§ Text provided
--- --- ---
The SPC Mid-Year Review Part II: Some Super-Special "Special Situations"
Surprising Key Ingredients For America's Future Fortunes
We have an interesting dynamic here in the Patalon household. Joey’s a vegetarian. My wife, “RK,” is a vegan. I eat everything (though I will admit I’m striving to eat healthier here of late).
That obviously creates some challenges when it comes to meals at home, trips to a restaurant, dinner parties with friends or trips the three of us take together.
But we find ways to navigate.
For instance, when my wife bakes a cake (back when I was still eating cake), she scratched the milk and eggs as ingredients — and replaced them … with apple sauce.
You’d never know it. Her cakes always taste great.
But as she and I talked about as I was writing this, there are just some ingredients — without which — you just aren’t baking a cake.
Like flour.
No flour … no cake.
Or as Hummingbird Bakery said (and I love this): Without flour, “our fluffy little cupcakes would be flat, sloppy puddles and our beloved bakeries would be turning out omelettes.”
--- --- ---
§ Given information
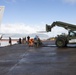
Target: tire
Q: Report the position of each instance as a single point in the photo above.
(60, 43)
--- --- ---
§ Problem requirements
According to the mid-year review text above, why is flour an ingredient a cake can't do without?

§ Expected output
It quotes Hummingbird Bakery: without flour, "our fluffy little cupcakes would be flat, sloppy puddles and our beloved bakeries would be turning out omelettes." In the text's own words, "No flour … no cake."